■ Quoted passage ■

Friday, July 06, 2018

Friday News in Early July of 2018

Days ago, Sister Therese Patricia Okoumou climbed up the Statue of Liberty to protest migrant separation. She made a great point in her brave action that defending the rights of migrants is part of promoting human rights. This is an international issue not just an American issue. Black migrants suffer in Africa and in Europe. Latinx migrants suffer in America. Black undocumented immigrants exist too in America. She is from the Republic of the Congo and she is opposing the draconian zero-tolerance Trump immigration policy. Okoumou is a known fitness trainer and a 44 year old human being. She was part of the Rise and Resist protest group that wants to abolish ICE. ICE only existed during the early 21st century while others believe in the myth that ICE was established decades ago. During this time and generation, we will continue to defend the rights of the suffering. She is defending the rights of children being held in internment camps without their parents. That reality is the height of cruelty and anti-democratic values. Fundamentally, immigration rights are human rights. We always appreciate the strength, the wisdom, and the insights of this beautiful black woman. Therefore, we honor Sister Therese Patricia Okoumou's sacrifice and heroism.

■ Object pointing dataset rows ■
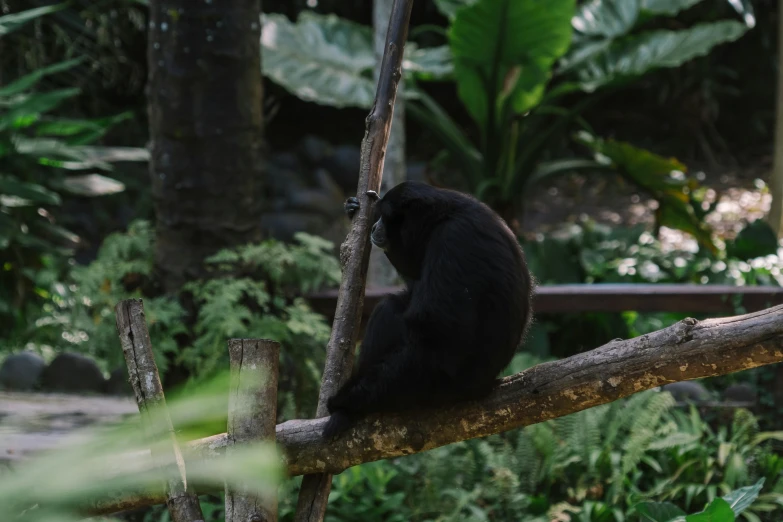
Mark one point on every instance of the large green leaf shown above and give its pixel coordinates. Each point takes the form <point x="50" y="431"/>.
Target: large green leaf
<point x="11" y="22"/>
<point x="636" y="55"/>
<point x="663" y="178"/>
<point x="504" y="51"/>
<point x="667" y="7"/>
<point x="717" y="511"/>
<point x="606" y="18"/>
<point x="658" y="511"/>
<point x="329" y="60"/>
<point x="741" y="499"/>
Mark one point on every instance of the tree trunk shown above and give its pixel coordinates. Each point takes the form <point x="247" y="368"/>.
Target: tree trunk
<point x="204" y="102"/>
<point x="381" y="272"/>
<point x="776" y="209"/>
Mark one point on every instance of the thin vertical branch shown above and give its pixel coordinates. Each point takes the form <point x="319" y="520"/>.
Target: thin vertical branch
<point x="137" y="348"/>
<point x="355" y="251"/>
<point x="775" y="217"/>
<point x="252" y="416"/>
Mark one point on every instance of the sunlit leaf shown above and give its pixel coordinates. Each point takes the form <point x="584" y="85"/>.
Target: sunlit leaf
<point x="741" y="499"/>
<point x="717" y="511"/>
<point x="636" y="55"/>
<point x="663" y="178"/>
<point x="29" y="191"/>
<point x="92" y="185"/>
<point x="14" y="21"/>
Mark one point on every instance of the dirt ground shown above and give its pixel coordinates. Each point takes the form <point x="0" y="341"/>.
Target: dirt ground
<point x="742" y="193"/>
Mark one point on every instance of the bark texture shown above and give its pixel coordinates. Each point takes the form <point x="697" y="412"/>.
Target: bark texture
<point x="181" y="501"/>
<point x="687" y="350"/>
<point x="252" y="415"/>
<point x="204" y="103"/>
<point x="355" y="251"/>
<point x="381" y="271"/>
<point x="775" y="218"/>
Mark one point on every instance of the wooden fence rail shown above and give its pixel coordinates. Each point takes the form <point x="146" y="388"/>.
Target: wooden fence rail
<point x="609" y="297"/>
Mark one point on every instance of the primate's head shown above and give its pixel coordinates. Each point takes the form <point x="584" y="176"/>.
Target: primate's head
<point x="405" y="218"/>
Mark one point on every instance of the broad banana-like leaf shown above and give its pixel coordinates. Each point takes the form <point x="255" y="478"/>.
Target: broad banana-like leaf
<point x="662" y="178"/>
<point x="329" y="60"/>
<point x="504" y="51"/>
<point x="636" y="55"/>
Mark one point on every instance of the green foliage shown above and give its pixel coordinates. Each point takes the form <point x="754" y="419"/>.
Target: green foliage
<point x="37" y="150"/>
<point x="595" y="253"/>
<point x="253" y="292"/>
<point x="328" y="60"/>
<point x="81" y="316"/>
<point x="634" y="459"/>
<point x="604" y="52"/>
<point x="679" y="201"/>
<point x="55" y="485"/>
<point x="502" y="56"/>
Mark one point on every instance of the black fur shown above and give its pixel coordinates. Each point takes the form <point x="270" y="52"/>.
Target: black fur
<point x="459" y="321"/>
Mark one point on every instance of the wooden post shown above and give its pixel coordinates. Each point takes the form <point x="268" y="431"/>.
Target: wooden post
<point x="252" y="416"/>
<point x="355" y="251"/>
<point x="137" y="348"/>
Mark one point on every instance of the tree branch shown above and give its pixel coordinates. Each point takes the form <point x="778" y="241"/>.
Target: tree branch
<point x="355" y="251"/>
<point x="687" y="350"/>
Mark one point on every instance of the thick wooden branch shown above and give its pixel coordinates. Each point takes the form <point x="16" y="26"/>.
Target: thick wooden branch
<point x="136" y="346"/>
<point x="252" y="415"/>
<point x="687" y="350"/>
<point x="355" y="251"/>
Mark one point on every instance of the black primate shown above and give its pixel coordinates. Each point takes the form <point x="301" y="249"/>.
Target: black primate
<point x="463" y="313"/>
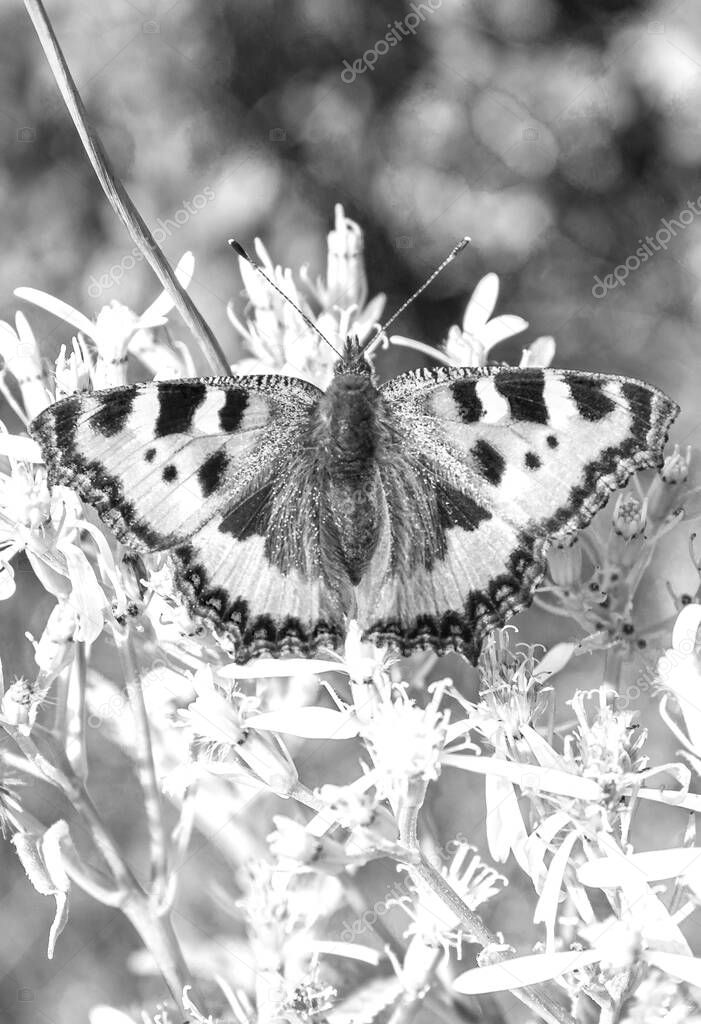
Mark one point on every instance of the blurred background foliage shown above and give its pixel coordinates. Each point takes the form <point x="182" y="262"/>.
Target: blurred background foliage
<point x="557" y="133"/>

■ Given task ■
Answer these from the post about the Statue of Liberty protest:
(a) Which country is Therese Patricia Okoumou from?
(b) What protest group was she part of?
(c) How old is she?

■ Solution for this exercise ■
(a) The Republic of the Congo
(b) Rise and Resist
(c) 44